One or more force sensors 175 may be distributed along the drillpipe, with the distribution depending on the needs of the system. In general, the force sensors 175 may include one or more sensor devices to produce an output signal responsive to a physical force, strain or stress in a material. The sensor devices may comprise strain gauge devices, semiconductor devices, photonic devices, quartz crystal devices, or other devices to convert a physical force, strain, or stress on or in a material into an electrical or photonic signal. In certain embodiments, the force measurements may be directly obtained from the output of the one or more sensor devices in the force sensors 175. In other embodiments, force measurements may be obtained based on the output of the one or more sensor devices in conjunction with other data. For example, the measured force may be determined based on material properties or dimensions, additional sensor data (e.g., one or more temperature or pressure sensors), analysis, or calibration.
One or more force sensors 175 may measure one or more force components, such as axial tension or compression, or torque, along the drillpipe. One or more force sensors 175 may be used to measure one or more force components reacted to by or consumed by the borehole, such as borehole-drag or borehole-torque, along the drillpipe. One or more force sensors 175 may be used to measure one or more other force components such as pressure-induced forces, bending forces, or other forces. One or more force sensors 175 may be used to measure combinations of forces or force components. In certain implementations, the drillstring may incorporate one or more sensors to measure parameters other than force, such as temperature, pressure, or acceleration.

What the exercise asks
Answer these questions about the drillpipe force sensor text:
(a) Into what two kinds of signal can the sensor devices convert a physical force, strain, or stress?
(b) What two force components reacted to or consumed by the borehole are named?
(c) What parameters other than force may the drillstring's sensors measure?
The rows aren't needed for this.

Dataset rows
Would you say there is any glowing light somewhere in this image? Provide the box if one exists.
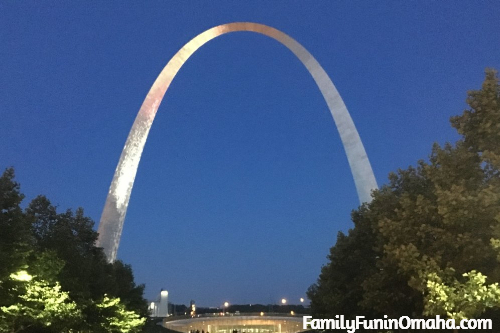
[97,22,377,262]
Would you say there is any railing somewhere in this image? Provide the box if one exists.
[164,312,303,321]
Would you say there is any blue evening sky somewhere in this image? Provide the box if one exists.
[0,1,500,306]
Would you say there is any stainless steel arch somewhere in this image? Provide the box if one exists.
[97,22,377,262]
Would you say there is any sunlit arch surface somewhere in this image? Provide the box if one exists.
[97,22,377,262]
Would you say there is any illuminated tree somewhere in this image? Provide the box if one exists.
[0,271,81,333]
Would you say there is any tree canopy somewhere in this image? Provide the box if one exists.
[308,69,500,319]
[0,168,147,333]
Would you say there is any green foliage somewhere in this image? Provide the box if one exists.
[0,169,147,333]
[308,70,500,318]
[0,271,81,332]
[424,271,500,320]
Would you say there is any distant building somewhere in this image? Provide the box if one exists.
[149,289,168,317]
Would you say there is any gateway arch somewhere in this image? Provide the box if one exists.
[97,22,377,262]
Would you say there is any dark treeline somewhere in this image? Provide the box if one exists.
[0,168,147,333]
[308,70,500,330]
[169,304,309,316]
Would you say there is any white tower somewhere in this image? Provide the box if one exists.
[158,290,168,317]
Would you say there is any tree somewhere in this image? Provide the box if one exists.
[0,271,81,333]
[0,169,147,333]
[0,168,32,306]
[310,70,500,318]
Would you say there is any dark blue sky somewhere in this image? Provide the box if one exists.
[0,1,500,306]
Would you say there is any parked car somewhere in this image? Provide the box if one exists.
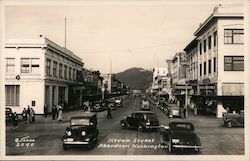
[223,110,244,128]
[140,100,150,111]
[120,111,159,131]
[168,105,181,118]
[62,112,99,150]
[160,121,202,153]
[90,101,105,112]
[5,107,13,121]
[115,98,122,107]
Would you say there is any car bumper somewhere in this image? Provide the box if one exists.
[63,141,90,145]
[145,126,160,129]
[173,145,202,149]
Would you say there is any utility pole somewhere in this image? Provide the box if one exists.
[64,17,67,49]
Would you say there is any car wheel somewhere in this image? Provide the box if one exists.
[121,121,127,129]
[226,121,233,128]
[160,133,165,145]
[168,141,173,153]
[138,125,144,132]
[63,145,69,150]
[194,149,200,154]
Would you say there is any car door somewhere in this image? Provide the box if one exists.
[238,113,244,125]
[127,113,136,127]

Solution for this problem
(a) An electrical signal or a photonic signal.
(b) Borehole-drag and borehole-torque.
(c) Temperature, pressure, or acceleration.